**Exercise:** Can you turn the listing below into a JSON list of strings, with one string per line, no blank lines, and the pictures left out?

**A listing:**
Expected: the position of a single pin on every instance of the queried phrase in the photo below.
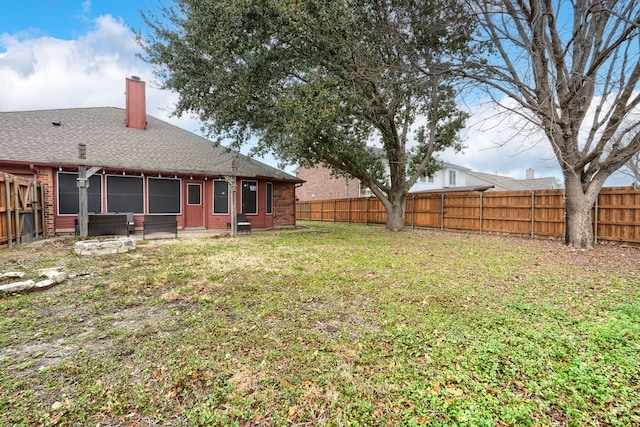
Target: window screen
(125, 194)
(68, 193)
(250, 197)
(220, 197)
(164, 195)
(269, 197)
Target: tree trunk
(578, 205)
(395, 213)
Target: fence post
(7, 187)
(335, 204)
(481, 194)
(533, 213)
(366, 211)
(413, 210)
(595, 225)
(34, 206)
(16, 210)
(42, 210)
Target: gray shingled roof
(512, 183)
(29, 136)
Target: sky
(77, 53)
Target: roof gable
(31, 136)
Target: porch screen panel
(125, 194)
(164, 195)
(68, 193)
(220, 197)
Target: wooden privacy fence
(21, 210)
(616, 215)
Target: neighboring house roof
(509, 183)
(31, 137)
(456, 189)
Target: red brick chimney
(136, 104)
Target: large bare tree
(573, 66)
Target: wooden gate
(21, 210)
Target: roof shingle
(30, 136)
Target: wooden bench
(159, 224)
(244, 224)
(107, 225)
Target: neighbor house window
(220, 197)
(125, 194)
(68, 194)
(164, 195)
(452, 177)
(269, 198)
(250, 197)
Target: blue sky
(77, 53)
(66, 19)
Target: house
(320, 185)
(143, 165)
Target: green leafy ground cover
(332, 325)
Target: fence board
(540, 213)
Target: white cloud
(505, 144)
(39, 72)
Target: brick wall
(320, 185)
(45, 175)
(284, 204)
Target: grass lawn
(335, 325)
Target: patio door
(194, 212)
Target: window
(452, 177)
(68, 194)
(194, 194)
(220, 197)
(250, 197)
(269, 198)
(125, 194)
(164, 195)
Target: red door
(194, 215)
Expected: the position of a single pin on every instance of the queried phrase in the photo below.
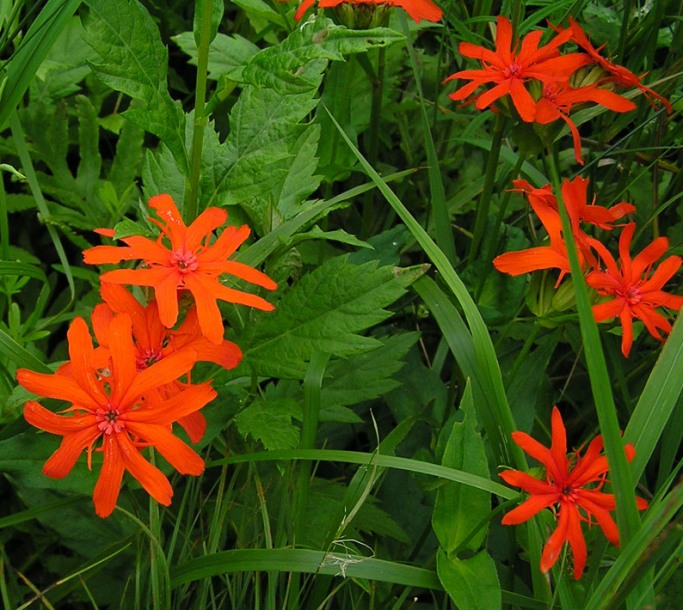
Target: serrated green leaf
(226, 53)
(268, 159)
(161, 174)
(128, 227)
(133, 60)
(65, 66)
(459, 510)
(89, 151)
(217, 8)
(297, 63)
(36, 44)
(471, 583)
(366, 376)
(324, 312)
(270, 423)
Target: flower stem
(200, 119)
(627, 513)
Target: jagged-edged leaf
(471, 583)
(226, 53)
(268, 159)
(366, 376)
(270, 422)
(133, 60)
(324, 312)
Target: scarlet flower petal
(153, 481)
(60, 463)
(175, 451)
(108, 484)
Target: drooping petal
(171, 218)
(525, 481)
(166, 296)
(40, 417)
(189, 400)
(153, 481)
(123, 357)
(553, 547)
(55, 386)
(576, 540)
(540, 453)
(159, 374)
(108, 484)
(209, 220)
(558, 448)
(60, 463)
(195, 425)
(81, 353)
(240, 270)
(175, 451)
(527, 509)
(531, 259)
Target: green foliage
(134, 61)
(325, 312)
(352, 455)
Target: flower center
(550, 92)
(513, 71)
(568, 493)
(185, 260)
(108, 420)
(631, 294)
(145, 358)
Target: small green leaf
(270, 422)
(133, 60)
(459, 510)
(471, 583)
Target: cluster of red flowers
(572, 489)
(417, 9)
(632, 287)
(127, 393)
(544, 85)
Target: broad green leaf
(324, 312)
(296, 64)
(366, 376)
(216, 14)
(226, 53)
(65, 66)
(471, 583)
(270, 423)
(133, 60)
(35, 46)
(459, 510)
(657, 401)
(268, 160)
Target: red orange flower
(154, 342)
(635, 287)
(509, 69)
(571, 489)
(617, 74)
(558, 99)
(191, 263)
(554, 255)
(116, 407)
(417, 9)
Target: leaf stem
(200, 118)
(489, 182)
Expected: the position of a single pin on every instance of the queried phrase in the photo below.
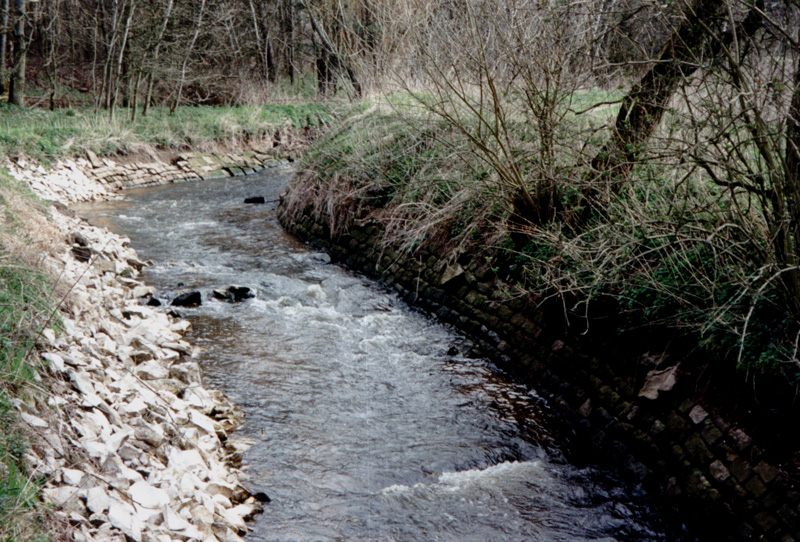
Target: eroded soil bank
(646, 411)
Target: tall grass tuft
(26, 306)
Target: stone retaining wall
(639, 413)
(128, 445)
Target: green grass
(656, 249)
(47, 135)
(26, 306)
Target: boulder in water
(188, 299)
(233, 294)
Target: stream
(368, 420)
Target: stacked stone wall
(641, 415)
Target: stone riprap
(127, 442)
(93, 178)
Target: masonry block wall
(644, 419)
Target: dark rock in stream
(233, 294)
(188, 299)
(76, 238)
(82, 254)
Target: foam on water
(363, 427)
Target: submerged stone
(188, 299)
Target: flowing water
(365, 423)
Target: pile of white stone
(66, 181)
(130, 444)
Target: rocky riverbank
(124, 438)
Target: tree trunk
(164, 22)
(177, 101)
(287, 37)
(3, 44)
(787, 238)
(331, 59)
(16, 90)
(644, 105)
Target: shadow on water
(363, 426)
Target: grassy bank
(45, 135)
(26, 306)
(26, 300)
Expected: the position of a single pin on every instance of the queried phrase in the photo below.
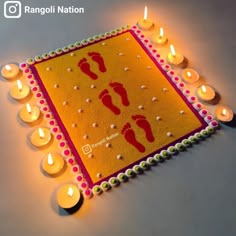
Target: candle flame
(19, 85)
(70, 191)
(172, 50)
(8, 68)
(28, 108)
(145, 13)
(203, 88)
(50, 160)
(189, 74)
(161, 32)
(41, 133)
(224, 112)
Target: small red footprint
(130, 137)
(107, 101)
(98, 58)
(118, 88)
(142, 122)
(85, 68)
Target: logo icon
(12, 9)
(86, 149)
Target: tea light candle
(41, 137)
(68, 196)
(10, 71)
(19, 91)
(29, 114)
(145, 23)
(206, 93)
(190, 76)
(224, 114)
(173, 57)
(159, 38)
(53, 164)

**Reply to the task:**
[
  "Expected: the position of a single pin on every instance of the queried phrase in the photo below.",
  "Target: window screen",
  "(125, 194)",
  "(68, 193)",
  "(250, 197)",
  "(220, 197)",
  "(164, 195)",
  "(269, 197)",
  "Target: tree trunk",
  "(578, 205)",
  "(395, 213)",
  "Target: fence post",
  "(7, 187)",
  "(335, 204)",
  "(481, 194)",
  "(533, 213)",
  "(366, 211)",
  "(413, 210)",
  "(595, 225)",
  "(34, 206)",
  "(16, 210)",
  "(42, 210)",
  "Target: gray shingled roof",
  "(512, 183)",
  "(29, 136)",
  "Target: sky",
  "(77, 53)",
  "Target: roof gable",
  "(31, 136)",
  "Target: porch screen panel",
  "(125, 194)",
  "(164, 195)",
  "(68, 193)",
  "(220, 197)",
  "Target: wooden privacy fence",
  "(21, 210)",
  "(616, 215)",
  "Target: neighboring house roof",
  "(509, 183)",
  "(31, 137)",
  "(456, 189)",
  "Target: red brick chimney",
  "(136, 104)",
  "Target: large bare tree",
  "(573, 66)",
  "Target: wooden gate",
  "(21, 210)",
  "Target: roof shingle",
  "(30, 136)",
  "Target: wooden bench",
  "(159, 224)",
  "(244, 224)",
  "(107, 225)",
  "Target: neighbor house window",
  "(220, 197)",
  "(125, 194)",
  "(68, 194)",
  "(164, 195)",
  "(452, 177)",
  "(269, 198)",
  "(250, 197)",
  "Target: blue sky",
  "(77, 53)",
  "(66, 19)",
  "Target: house",
  "(320, 185)",
  "(143, 165)",
  "Target: green leafy ground cover",
  "(332, 325)",
  "Target: fence board",
  "(540, 213)",
  "Target: white cloud",
  "(505, 144)",
  "(39, 72)",
  "Target: brick wall",
  "(320, 185)",
  "(45, 175)",
  "(284, 204)",
  "Target: grass lawn",
  "(335, 325)",
  "Target: patio door",
  "(194, 212)",
  "Target: window",
  "(452, 177)",
  "(68, 194)",
  "(194, 194)",
  "(220, 197)",
  "(250, 197)",
  "(269, 198)",
  "(125, 194)",
  "(164, 195)",
  "Target: red door",
  "(194, 215)",
  "Expected: the position of a single pin on every instance of the queried phrase in the photo below.",
  "Target: serrated green leaf",
  "(226, 53)",
  "(268, 159)",
  "(161, 174)",
  "(128, 227)",
  "(133, 60)",
  "(65, 66)",
  "(459, 510)",
  "(89, 151)",
  "(217, 8)",
  "(297, 63)",
  "(36, 44)",
  "(471, 583)",
  "(366, 376)",
  "(324, 312)",
  "(270, 423)",
  "Target: flower stem",
  "(200, 119)",
  "(627, 513)",
  "Target: jagged-edged leaf",
  "(471, 583)",
  "(226, 53)",
  "(268, 159)",
  "(366, 376)",
  "(270, 422)",
  "(133, 60)",
  "(324, 312)",
  "Target: scarlet flower petal",
  "(153, 481)",
  "(60, 463)",
  "(175, 451)",
  "(108, 484)",
  "Target: drooping petal",
  "(171, 218)",
  "(525, 481)",
  "(166, 296)",
  "(40, 417)",
  "(189, 400)",
  "(153, 481)",
  "(123, 357)",
  "(553, 547)",
  "(55, 386)",
  "(576, 540)",
  "(540, 453)",
  "(159, 374)",
  "(108, 484)",
  "(209, 220)",
  "(558, 448)",
  "(60, 463)",
  "(195, 425)",
  "(81, 353)",
  "(240, 270)",
  "(175, 451)",
  "(527, 509)",
  "(531, 259)",
  "Target: green foliage",
  "(134, 61)",
  "(325, 312)",
  "(352, 455)",
  "Target: flower center",
  "(550, 92)",
  "(513, 71)",
  "(568, 493)",
  "(185, 260)",
  "(108, 420)",
  "(631, 294)",
  "(145, 358)",
  "Target: small green leaf",
  "(270, 422)",
  "(133, 60)",
  "(459, 510)",
  "(471, 583)",
  "Target: cluster of red flowers",
  "(572, 489)",
  "(417, 9)",
  "(632, 287)",
  "(127, 393)",
  "(544, 85)",
  "Target: broad green leaf",
  "(324, 312)",
  "(296, 64)",
  "(366, 376)",
  "(216, 14)",
  "(226, 53)",
  "(65, 66)",
  "(471, 583)",
  "(270, 423)",
  "(133, 60)",
  "(35, 46)",
  "(459, 510)",
  "(657, 401)",
  "(268, 160)",
  "Target: red orange flower",
  "(154, 342)",
  "(635, 287)",
  "(509, 69)",
  "(571, 489)",
  "(617, 74)",
  "(558, 99)",
  "(191, 263)",
  "(554, 255)",
  "(116, 407)",
  "(417, 9)",
  "Target: leaf stem",
  "(200, 118)",
  "(489, 182)",
  "Expected: the position of a single pin on every instance of the queried phrase in the photo below.",
  "Target: eroded soil bank",
  "(646, 411)",
  "Target: tall grass tuft",
  "(26, 306)",
  "Target: stone retaining wall",
  "(639, 413)",
  "(128, 445)",
  "Target: green grass",
  "(656, 249)",
  "(47, 135)",
  "(26, 306)",
  "Target: boulder in water",
  "(188, 299)",
  "(233, 294)",
  "Target: stream",
  "(368, 420)",
  "Target: stacked stone wall",
  "(641, 415)",
  "Target: stone riprap",
  "(127, 442)",
  "(93, 178)",
  "Target: masonry block wall",
  "(644, 419)",
  "Target: dark rock in stream",
  "(233, 294)",
  "(188, 299)",
  "(76, 238)",
  "(82, 254)",
  "Target: foam on water",
  "(363, 427)",
  "Target: submerged stone",
  "(188, 299)",
  "Target: flowing water",
  "(365, 423)",
  "Target: pile of white stone",
  "(66, 181)",
  "(130, 444)",
  "Target: rocky riverbank",
  "(124, 438)",
  "Target: tree trunk",
  "(164, 22)",
  "(177, 101)",
  "(287, 37)",
  "(3, 44)",
  "(787, 238)",
  "(331, 59)",
  "(16, 90)",
  "(644, 105)",
  "Target: shadow on water",
  "(363, 426)",
  "Target: grassy bank",
  "(45, 135)",
  "(26, 306)",
  "(26, 300)",
  "Expected: the position of a single pin on every instance of the queried phrase in the photo below.",
  "Target: candle flame",
  "(19, 85)",
  "(70, 191)",
  "(172, 50)",
  "(8, 68)",
  "(28, 108)",
  "(145, 13)",
  "(203, 88)",
  "(50, 160)",
  "(189, 74)",
  "(161, 32)",
  "(41, 133)",
  "(224, 112)",
  "Target: small red footprint",
  "(130, 137)",
  "(107, 101)",
  "(98, 58)",
  "(118, 88)",
  "(142, 122)",
  "(85, 68)",
  "Target: logo icon",
  "(12, 9)",
  "(86, 149)",
  "Target: tea light candle",
  "(41, 137)",
  "(68, 196)",
  "(10, 71)",
  "(19, 91)",
  "(29, 114)",
  "(145, 23)",
  "(206, 93)",
  "(190, 76)",
  "(224, 114)",
  "(173, 57)",
  "(159, 38)",
  "(53, 164)"
]